• **Problem requirements**
Every record should be written out again in full, with no character altered.

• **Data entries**

--------------------

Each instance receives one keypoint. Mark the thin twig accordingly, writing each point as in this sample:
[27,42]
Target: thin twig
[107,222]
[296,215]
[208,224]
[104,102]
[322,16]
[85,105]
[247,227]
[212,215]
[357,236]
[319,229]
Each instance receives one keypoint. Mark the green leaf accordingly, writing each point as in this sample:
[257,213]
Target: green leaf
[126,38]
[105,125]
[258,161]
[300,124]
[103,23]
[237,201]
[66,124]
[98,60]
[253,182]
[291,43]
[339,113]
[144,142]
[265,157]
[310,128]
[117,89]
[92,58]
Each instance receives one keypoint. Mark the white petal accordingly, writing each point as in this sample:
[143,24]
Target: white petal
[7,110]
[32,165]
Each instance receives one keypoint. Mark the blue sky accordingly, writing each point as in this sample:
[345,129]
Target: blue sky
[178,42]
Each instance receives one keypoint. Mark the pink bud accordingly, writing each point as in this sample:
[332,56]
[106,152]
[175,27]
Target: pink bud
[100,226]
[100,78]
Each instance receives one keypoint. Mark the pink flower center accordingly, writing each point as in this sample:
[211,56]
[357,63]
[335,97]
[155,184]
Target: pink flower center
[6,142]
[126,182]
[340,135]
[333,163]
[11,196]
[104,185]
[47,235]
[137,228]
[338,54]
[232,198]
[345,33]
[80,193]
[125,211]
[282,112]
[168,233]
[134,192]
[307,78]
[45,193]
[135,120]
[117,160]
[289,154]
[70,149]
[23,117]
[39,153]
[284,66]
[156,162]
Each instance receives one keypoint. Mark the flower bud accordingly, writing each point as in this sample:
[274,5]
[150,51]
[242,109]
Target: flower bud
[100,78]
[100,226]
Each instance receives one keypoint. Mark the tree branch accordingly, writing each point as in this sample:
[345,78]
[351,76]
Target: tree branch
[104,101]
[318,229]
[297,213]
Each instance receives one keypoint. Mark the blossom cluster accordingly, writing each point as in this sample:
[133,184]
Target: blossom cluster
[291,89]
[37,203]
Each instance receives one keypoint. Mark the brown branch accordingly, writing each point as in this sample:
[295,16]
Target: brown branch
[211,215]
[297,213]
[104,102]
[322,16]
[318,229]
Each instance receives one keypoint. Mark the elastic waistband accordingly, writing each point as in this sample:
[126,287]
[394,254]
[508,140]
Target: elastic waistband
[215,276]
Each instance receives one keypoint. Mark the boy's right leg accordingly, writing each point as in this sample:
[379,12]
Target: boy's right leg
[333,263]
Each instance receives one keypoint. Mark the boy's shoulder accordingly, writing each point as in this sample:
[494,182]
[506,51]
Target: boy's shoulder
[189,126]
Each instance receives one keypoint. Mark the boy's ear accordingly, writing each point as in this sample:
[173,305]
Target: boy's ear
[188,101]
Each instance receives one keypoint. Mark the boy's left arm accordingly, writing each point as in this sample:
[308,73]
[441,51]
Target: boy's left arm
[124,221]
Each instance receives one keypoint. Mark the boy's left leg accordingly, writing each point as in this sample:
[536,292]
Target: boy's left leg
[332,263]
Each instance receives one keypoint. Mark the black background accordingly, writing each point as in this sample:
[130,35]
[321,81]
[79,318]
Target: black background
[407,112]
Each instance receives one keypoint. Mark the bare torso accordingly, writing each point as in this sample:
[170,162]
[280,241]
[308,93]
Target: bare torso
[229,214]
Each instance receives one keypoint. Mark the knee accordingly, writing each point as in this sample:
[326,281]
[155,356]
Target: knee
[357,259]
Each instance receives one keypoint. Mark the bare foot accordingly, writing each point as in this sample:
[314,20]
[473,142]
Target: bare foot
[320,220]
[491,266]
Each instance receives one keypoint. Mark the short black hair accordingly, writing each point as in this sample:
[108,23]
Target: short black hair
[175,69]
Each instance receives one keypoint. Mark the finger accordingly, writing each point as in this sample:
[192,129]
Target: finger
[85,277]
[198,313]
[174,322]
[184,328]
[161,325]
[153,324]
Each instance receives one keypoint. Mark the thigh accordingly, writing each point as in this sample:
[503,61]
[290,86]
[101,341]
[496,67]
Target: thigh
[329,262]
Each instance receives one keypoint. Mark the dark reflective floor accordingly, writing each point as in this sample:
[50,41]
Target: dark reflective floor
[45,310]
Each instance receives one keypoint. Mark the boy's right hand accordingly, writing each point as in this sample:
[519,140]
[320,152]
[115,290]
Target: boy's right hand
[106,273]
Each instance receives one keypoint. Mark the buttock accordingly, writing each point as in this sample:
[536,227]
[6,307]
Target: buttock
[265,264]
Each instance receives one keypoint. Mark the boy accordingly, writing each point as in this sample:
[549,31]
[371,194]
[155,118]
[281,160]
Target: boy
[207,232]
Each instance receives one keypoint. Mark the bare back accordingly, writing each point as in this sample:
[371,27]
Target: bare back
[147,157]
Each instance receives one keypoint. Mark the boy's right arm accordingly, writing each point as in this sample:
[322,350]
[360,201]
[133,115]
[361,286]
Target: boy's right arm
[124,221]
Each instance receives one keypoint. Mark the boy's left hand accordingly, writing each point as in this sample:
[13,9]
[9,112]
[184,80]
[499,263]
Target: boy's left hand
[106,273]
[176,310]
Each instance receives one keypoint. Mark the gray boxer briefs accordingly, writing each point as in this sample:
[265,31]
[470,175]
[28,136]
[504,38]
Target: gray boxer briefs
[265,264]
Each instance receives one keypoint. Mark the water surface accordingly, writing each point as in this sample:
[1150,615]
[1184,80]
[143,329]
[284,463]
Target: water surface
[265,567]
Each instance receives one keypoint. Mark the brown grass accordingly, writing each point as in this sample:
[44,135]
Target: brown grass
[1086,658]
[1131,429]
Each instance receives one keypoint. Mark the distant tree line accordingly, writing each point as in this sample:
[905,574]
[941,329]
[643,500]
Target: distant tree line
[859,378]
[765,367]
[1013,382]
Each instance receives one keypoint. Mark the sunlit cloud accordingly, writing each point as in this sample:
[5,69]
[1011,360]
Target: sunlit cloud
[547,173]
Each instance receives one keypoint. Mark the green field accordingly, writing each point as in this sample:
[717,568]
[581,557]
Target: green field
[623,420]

--------------------

• **Your response**
Each instance receives one keypoint. Mark the thin twig accordingly, writing each point as in this sample:
[27,42]
Target: thin twig
[107,222]
[296,215]
[208,224]
[104,102]
[322,16]
[85,105]
[247,227]
[212,215]
[357,236]
[319,229]
Each instance receives one keypoint. Mark the green leaf accordingly, writing each point as in this sample:
[257,213]
Target: green leaf
[126,38]
[105,125]
[258,161]
[300,124]
[103,23]
[237,201]
[66,124]
[98,60]
[253,182]
[291,43]
[339,113]
[144,142]
[265,157]
[310,128]
[117,89]
[92,58]
Each instance receives one keypoint. Mark the white petal accordingly, writing each point as in this sample:
[143,24]
Target: white petal
[7,110]
[32,165]
Each instance receives one keypoint. Mark the blue sky accordingly, writing each point as in this sample:
[345,129]
Target: blue sky
[178,42]
Each instance receives one keypoint. Mark the pink bud accordingly, writing each point as in this sample:
[332,56]
[106,152]
[175,27]
Target: pink bud
[100,226]
[100,78]
Each instance receives one keypoint. Mark the pink flower center accordingly, writing each point as in this sample:
[211,56]
[357,63]
[335,97]
[155,184]
Target: pink flower center
[6,142]
[126,182]
[340,135]
[333,163]
[11,196]
[104,185]
[47,235]
[137,228]
[338,54]
[232,198]
[345,33]
[80,193]
[125,211]
[282,112]
[168,233]
[134,192]
[307,78]
[45,193]
[135,120]
[117,160]
[289,154]
[70,149]
[23,117]
[39,153]
[284,66]
[156,162]
Each instance receives one keypoint. Mark the flower bud accordingly, writing each point as in this sample:
[274,5]
[150,51]
[242,109]
Target: flower bud
[100,78]
[100,226]
Each instance receives one keypoint. Mark the tree branch accordingly, writing each point as in this sample:
[345,78]
[351,76]
Target: tree branch
[104,101]
[318,229]
[297,213]
Each instance receives one keypoint. Mark the blossom cluster accordingly, writing each point as in this sample:
[133,184]
Target: blossom cluster
[291,89]
[37,203]
Each instance receives one keypoint. Mark the brown branch accordingly, writing each point as in this sample:
[295,16]
Target: brown branch
[211,215]
[297,213]
[104,102]
[322,16]
[318,229]
Each instance receives one keypoint. Mark the elastic waistband accordingly, writing each point as in this sample:
[126,287]
[394,254]
[508,140]
Target: elastic waistband
[215,276]
Each instance receives one keypoint. Mark the boy's right leg accordingly, writing each point as in this sample:
[379,12]
Target: boy's right leg
[333,263]
Each instance receives one keypoint. Mark the boy's shoulder accordingly, writing each point as in this sample:
[494,182]
[506,51]
Target: boy's shoulder
[189,126]
Each instance receives one keypoint. Mark the boy's ear accordingly, writing each point as in this sample:
[173,305]
Target: boy's ear
[188,101]
Each instance receives one keypoint. Mark the boy's left arm accordingly, writing each point as in this sample:
[308,73]
[441,51]
Target: boy's left arm
[124,221]
Each instance receives one keypoint. Mark the boy's left leg accordingly, writing each point as in this sample:
[536,292]
Target: boy's left leg
[332,263]
Each instance receives one keypoint. Mark the black background accordingly, writing each point as in this sample:
[130,35]
[321,81]
[79,318]
Target: black background
[407,112]
Each instance receives one keypoint. Mark the bare torso accordingly, writing each point as in this sample:
[170,162]
[280,241]
[308,93]
Target: bare torso
[229,214]
Each instance receives one keypoint. Mark the knee accordingly, writing each point as in this sample:
[326,281]
[155,356]
Target: knee
[357,259]
Each instance receives one keypoint. Mark the bare foot accordingly, writing each point as in this sample:
[314,20]
[473,142]
Target: bare foot
[320,220]
[491,266]
Each instance receives one keypoint. Mark the short black hair accordingly, writing each point as in this sample:
[108,23]
Target: short black hair
[175,69]
Each instance receives one keypoint. Mark the finger accordingly, writing each point as in this sample:
[192,129]
Target: finger
[85,277]
[198,313]
[174,322]
[184,328]
[161,325]
[153,324]
Each instance receives one keypoint. Mark the thigh accordingly, writing each point as in this sample:
[503,61]
[290,86]
[101,341]
[496,67]
Target: thigh
[329,262]
Each instance receives one keypoint. Mark the dark reflective floor accordingly, writing each point as in this sample:
[50,41]
Target: dark reflective floor
[45,310]
Each instance receives one keypoint. Mark the boy's right hand accordingly, writing each point as in this sample:
[519,140]
[320,152]
[115,290]
Target: boy's right hand
[106,273]
Each instance receives one keypoint. Mark the buttock accordingly, writing each point as in this sample:
[536,227]
[6,307]
Target: buttock
[265,264]
Each instance receives one keypoint. Mark the boy accordingly, writing each point as in this sample:
[549,31]
[371,194]
[155,118]
[281,160]
Target: boy
[207,232]
Each instance receives one keypoint. Mark the bare back accordingly, writing each point as in this sample:
[371,27]
Target: bare back
[147,157]
Each instance receives one keypoint. Mark the boy's right arm accordingly, writing each point as in this sample:
[322,350]
[360,201]
[133,115]
[361,286]
Target: boy's right arm
[124,221]
Each instance receives one keypoint. Mark the boy's left hand accordingly, writing each point as in this sample:
[13,9]
[9,112]
[184,80]
[499,263]
Target: boy's left hand
[106,273]
[176,310]
Each instance receives one keypoint. Mark the gray boxer briefs accordingly, writing each point as in this sample:
[265,31]
[470,175]
[28,136]
[504,38]
Target: gray boxer briefs
[265,264]
Each instance receives one keypoint. Mark the water surface accordingly, writing each point as in this sample:
[1150,615]
[1184,80]
[143,329]
[284,463]
Target: water surface
[265,567]
Each instance receives one keypoint. Mark the brown grass accordingly, writing each point as in this sample:
[44,135]
Target: brown grass
[1086,658]
[1131,429]
Each instance receives one keypoint. Mark the distant tree line accordingly, writing each point as in this sample:
[905,574]
[941,329]
[643,500]
Target: distant tree line
[859,378]
[765,367]
[1013,382]
Each instance receives one keypoint. Mark the sunlit cloud accordingly, writing each point as in this sample:
[5,69]
[1011,360]
Target: sunlit cloud
[547,173]
Each instance receives one keypoint. Mark the green field accordingly, writing each point as in this sample:
[717,568]
[581,557]
Target: green field
[623,420]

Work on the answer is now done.